### Written task
Copy word for word the part of the Sinjar offensive report starting with "Spirits were high" and going on through "forces in Sinjar.".

### Quoted passage
Begin
Islamic State's killing and enslaving of thousands of the northern
town's Yazidi residents focused international attention on the
group's violent campaign to impose its radical ideology and prompted
Washington to launch its air offensive.
Operation Free Sinjar aims to cordon off the town, take control of
Islamic State supply routes and establish a buffer zone to protect
the town from artillery, a statement from the Kurdish national
security council said.
Sinjar is both a symbolic and a strategic prize, sitting astride the
main highway linking the cities of Mosul and Raqqa - Islamic State's
bastions in Iraq and Syria.
U.S.-led coalition air strikes pounded Islamic State-held areas in
the town overnight, as around 7,500 Kurdish special forces,
peshmerga and Yazidi fighters descended from the Sinjar mountain
towards the front line in a military convoy.
The security council said Kurdish forces had captured a village to
the west of Sinjar and two others on the eastern outskirts. Reuters
could not independently confirm this.
Spirits were high among Kurdish commanders and local officials near
the front line.
"It is going according to plan. We are optimistic and we consider
today like a celebration," said Sinjar district mayor Mahma Xelil.
Kurdish forces and the U.S. military said the number of Islamic
State fighters in the town had increased to nearly 600 after
reinforcements arrived in the run-up to the offensive, which has
been expected for weeks but delayed by the weather and friction
between various Kurdish and Yazidi forces in Sinjar.
End
### Supplied entries
Begin
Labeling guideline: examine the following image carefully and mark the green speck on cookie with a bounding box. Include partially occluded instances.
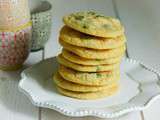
[96,73,102,78]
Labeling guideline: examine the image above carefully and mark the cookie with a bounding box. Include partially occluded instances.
[57,85,119,100]
[53,73,118,92]
[60,26,126,49]
[62,49,122,65]
[57,54,120,72]
[59,39,126,59]
[58,65,120,86]
[63,11,124,38]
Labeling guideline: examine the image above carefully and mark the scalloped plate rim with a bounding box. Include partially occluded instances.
[18,58,160,118]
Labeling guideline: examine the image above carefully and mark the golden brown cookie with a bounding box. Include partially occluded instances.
[58,65,120,86]
[59,40,126,59]
[62,49,122,65]
[60,26,126,50]
[57,85,119,100]
[57,54,120,72]
[63,11,124,38]
[53,73,118,92]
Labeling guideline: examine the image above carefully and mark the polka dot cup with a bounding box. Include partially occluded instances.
[31,1,52,51]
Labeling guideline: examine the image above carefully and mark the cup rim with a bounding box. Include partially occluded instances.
[31,1,52,15]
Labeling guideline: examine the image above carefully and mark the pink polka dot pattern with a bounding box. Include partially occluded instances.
[0,27,31,67]
[0,0,30,31]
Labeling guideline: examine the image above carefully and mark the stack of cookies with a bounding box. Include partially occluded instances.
[54,12,126,99]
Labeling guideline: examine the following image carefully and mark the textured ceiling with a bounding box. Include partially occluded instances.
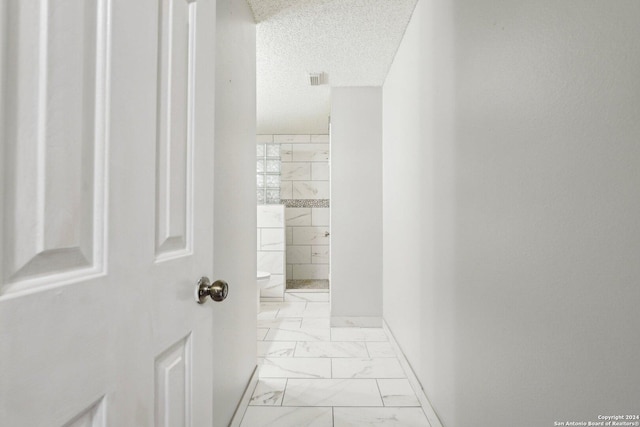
[248,0,417,134]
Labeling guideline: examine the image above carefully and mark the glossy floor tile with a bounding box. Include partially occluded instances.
[294,341,369,357]
[333,408,430,427]
[240,406,333,427]
[282,378,382,406]
[241,300,430,427]
[258,357,331,378]
[377,378,420,406]
[331,358,406,378]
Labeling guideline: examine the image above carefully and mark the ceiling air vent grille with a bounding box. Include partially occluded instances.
[309,73,328,86]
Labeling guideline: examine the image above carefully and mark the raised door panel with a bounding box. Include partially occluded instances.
[154,337,192,427]
[0,0,109,294]
[156,0,196,261]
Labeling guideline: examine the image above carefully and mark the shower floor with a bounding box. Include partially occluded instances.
[287,279,329,289]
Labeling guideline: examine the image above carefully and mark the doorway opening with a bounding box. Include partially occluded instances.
[256,133,331,300]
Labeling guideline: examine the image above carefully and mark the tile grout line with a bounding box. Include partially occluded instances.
[280,378,289,406]
[376,378,387,407]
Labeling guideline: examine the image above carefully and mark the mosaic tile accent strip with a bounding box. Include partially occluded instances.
[280,199,329,208]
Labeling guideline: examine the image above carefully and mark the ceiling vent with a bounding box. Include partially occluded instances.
[309,73,329,86]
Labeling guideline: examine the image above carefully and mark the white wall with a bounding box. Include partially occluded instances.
[383,0,640,427]
[330,87,382,325]
[214,0,256,426]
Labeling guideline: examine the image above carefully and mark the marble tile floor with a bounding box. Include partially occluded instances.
[241,301,430,427]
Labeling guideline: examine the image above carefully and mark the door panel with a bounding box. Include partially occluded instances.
[0,0,216,427]
[2,0,107,294]
[156,0,197,260]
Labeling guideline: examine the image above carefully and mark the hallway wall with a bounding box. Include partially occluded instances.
[383,0,640,427]
[214,0,256,427]
[330,87,382,326]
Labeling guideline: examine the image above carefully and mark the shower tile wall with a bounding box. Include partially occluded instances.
[257,205,285,300]
[268,135,330,280]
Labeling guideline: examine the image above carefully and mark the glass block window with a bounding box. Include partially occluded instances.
[256,144,280,204]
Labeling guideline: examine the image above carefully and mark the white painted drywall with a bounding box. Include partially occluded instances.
[383,0,640,427]
[330,87,382,319]
[214,0,256,427]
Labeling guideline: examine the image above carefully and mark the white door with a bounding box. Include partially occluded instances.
[0,0,218,427]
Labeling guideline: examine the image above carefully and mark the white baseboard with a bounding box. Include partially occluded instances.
[382,319,443,427]
[331,316,382,328]
[229,366,258,427]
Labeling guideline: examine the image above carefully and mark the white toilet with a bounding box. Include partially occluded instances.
[256,271,271,313]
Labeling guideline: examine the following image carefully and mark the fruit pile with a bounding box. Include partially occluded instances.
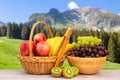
[67,36,109,57]
[51,59,79,78]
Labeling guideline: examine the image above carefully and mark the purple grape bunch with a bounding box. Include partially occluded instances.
[67,36,109,58]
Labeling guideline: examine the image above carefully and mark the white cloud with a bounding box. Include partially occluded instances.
[68,1,79,9]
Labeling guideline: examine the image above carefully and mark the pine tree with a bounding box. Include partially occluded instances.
[107,33,117,62]
[99,31,109,48]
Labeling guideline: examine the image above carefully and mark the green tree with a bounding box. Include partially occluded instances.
[107,33,117,62]
[21,24,30,40]
[115,33,120,63]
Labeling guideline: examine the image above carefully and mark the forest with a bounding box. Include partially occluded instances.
[0,22,120,63]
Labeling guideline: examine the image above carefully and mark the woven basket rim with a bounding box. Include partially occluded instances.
[17,54,57,62]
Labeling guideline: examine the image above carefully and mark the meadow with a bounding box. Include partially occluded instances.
[0,37,120,70]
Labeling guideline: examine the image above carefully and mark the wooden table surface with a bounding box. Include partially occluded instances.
[0,70,120,80]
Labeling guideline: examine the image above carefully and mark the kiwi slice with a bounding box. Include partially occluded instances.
[51,67,62,77]
[63,66,73,78]
[71,66,79,76]
[61,59,70,69]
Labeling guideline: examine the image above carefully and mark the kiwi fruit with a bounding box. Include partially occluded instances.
[63,66,73,78]
[51,67,62,78]
[71,66,79,76]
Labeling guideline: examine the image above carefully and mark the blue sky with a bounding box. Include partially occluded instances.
[0,0,120,23]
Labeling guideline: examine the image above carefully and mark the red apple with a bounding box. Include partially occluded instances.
[35,42,51,56]
[34,33,46,43]
[20,41,35,56]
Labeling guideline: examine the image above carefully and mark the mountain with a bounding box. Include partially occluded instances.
[28,7,120,29]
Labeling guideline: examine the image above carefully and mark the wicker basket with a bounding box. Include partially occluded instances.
[67,56,106,74]
[18,21,65,74]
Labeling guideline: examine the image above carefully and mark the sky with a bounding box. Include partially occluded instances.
[0,0,120,23]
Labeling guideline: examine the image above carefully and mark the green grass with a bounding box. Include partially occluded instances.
[103,61,120,70]
[0,37,120,70]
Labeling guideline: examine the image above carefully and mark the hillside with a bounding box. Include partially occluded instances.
[0,37,120,70]
[28,7,120,29]
[0,37,22,69]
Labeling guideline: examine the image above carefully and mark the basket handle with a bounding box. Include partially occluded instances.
[29,21,53,57]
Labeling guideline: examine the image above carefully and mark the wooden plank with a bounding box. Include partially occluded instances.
[0,70,120,80]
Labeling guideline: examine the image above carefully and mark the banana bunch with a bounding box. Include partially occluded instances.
[47,37,73,56]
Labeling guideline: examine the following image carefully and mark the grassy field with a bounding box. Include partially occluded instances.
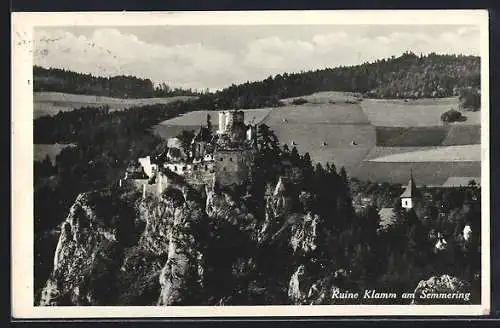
[376,126,448,147]
[360,97,481,127]
[376,125,481,147]
[348,161,481,185]
[370,145,481,163]
[442,125,481,146]
[160,108,272,128]
[33,144,73,164]
[33,92,196,118]
[281,91,361,104]
[264,97,376,171]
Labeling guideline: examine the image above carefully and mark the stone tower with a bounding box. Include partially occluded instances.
[399,172,421,210]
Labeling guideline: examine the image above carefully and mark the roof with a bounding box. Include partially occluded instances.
[378,207,396,228]
[399,176,421,198]
[442,177,481,188]
[193,126,212,142]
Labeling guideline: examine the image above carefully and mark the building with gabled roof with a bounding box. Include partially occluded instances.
[399,173,422,210]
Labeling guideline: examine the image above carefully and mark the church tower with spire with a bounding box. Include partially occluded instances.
[399,172,421,210]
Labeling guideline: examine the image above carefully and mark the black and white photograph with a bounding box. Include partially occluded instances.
[12,10,490,317]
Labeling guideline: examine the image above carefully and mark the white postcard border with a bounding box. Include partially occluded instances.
[11,10,491,319]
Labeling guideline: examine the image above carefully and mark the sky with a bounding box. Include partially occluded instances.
[34,24,480,91]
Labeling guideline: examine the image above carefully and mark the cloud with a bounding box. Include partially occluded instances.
[35,26,479,89]
[35,28,240,88]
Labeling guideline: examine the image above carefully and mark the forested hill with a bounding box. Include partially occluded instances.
[33,66,201,98]
[214,52,480,107]
[34,52,480,110]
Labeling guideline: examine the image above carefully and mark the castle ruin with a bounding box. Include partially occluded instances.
[120,110,255,197]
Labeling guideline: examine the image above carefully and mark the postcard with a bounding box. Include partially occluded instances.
[11,10,490,319]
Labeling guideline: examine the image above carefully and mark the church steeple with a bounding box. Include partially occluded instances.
[399,169,420,209]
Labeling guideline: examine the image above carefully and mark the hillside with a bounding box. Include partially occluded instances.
[33,91,196,118]
[33,66,201,98]
[33,52,480,110]
[208,52,480,108]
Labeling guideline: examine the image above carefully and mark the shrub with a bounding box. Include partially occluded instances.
[441,108,467,123]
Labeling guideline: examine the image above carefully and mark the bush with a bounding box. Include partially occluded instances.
[441,108,467,123]
[292,98,308,105]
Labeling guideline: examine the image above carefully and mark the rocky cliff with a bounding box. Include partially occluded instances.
[40,181,316,305]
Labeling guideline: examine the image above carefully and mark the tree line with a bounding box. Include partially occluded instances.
[33,52,480,110]
[33,66,199,98]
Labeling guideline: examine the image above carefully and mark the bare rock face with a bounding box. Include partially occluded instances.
[290,213,319,254]
[40,192,126,305]
[158,204,203,305]
[412,274,472,305]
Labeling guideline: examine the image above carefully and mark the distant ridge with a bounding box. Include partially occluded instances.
[33,52,480,110]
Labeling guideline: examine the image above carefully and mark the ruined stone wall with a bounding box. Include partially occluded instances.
[215,149,253,186]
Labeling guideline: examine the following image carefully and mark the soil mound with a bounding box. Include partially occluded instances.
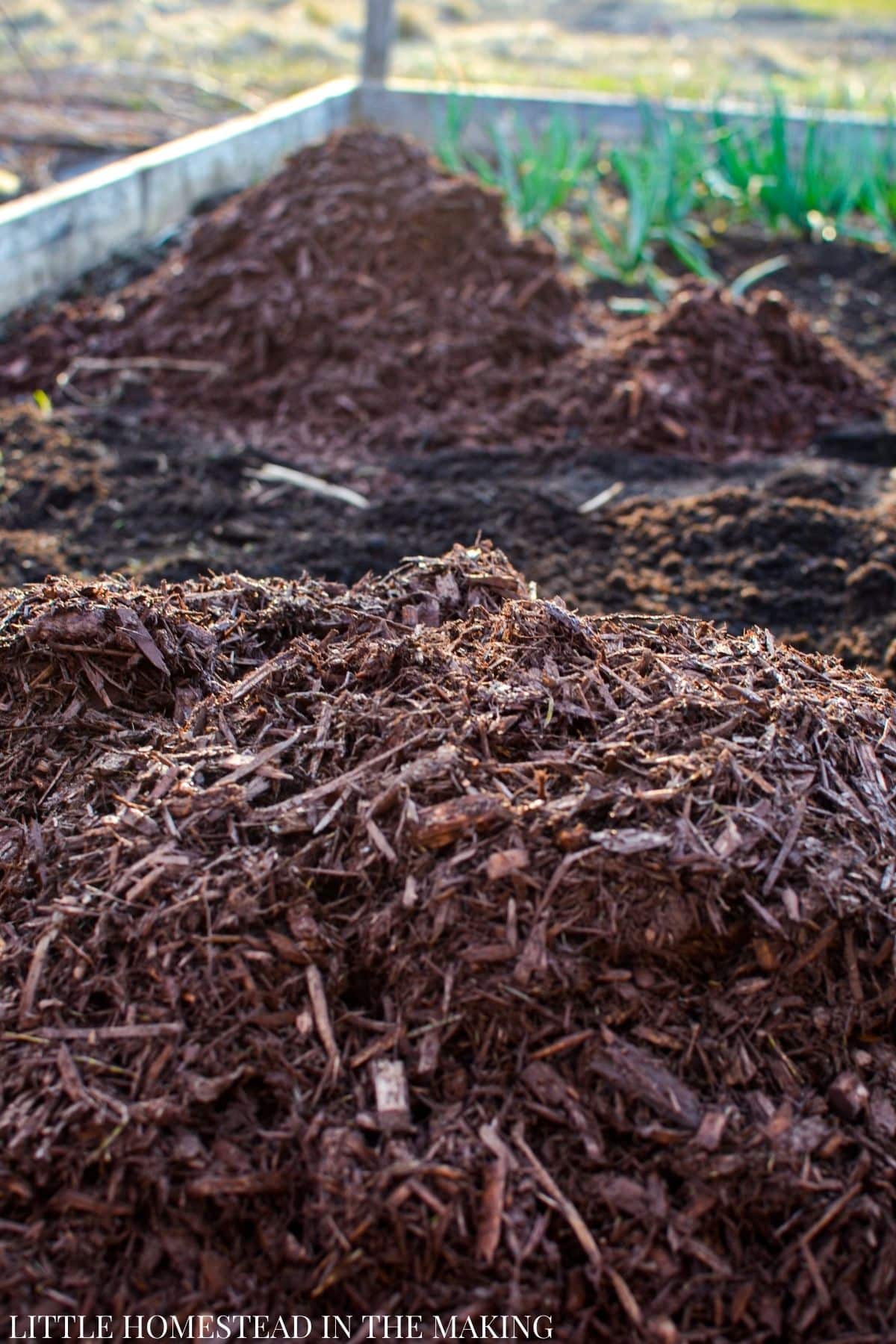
[0,546,896,1341]
[0,408,896,682]
[0,131,883,458]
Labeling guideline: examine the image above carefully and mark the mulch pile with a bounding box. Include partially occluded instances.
[0,546,896,1344]
[0,131,886,460]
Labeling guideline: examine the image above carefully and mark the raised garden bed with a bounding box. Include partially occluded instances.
[0,118,896,1344]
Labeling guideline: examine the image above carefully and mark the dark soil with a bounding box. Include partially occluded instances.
[0,547,896,1344]
[0,411,896,675]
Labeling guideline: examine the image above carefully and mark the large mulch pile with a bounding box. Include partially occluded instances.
[0,546,896,1344]
[0,131,886,458]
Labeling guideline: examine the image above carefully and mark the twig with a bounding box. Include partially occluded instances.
[247,462,371,508]
[305,966,340,1078]
[513,1129,603,1274]
[576,481,625,514]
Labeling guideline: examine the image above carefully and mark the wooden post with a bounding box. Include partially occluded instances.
[361,0,392,84]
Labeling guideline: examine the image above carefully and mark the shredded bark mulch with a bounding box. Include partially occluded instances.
[0,131,888,460]
[0,544,896,1341]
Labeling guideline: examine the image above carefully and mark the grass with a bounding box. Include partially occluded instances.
[438,94,896,301]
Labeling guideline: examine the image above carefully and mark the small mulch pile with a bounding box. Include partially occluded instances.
[0,131,886,460]
[0,546,896,1344]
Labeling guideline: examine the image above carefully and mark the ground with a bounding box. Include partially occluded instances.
[0,0,896,199]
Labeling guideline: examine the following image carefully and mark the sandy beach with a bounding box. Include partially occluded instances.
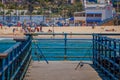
[0,26,120,37]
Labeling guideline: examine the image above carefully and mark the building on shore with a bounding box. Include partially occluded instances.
[74,0,113,25]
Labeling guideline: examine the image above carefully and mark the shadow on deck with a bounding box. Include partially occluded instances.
[24,61,109,80]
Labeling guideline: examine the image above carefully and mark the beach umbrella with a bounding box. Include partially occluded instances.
[7,23,13,27]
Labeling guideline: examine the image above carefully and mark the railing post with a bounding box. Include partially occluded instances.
[64,33,67,60]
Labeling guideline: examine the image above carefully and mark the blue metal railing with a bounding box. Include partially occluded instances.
[93,33,120,80]
[0,37,31,80]
[30,33,92,61]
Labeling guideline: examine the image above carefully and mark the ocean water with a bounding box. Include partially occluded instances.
[0,38,15,53]
[32,40,92,61]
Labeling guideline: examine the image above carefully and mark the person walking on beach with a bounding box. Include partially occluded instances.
[13,28,15,35]
[0,23,2,29]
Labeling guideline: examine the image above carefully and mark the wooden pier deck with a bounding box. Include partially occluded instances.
[24,61,102,80]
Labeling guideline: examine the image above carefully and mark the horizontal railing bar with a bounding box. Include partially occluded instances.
[25,32,120,35]
[32,56,92,58]
[25,32,92,35]
[33,38,92,41]
[32,47,92,49]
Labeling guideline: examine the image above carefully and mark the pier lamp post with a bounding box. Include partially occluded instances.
[28,0,34,21]
[15,0,18,22]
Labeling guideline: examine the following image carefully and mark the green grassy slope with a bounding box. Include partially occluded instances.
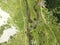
[0,0,60,45]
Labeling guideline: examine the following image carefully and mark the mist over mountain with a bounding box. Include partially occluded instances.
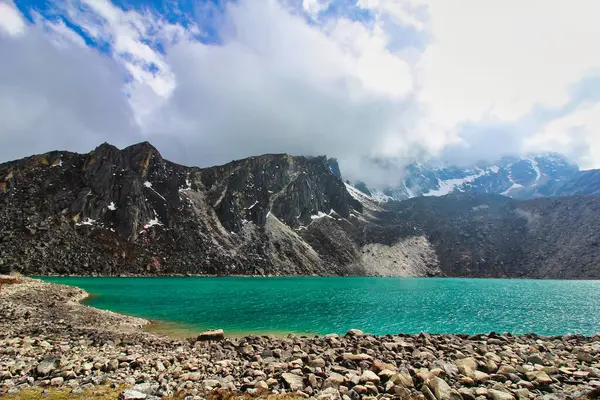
End
### Solution
Spirits were high among Kurdish commanders and local officials near
the front line.
"It is going according to plan. We are optimistic and we consider
today like a celebration," said Sinjar district mayor Mahma Xelil.
Kurdish forces and the U.S. military said the number of Islamic
State fighters in the town had increased to nearly 600 after
reinforcements arrived in the run-up to the offensive, which has
been expected for weeks but delayed by the weather and friction
between various Kurdish and Yazidi forces in Sinjar.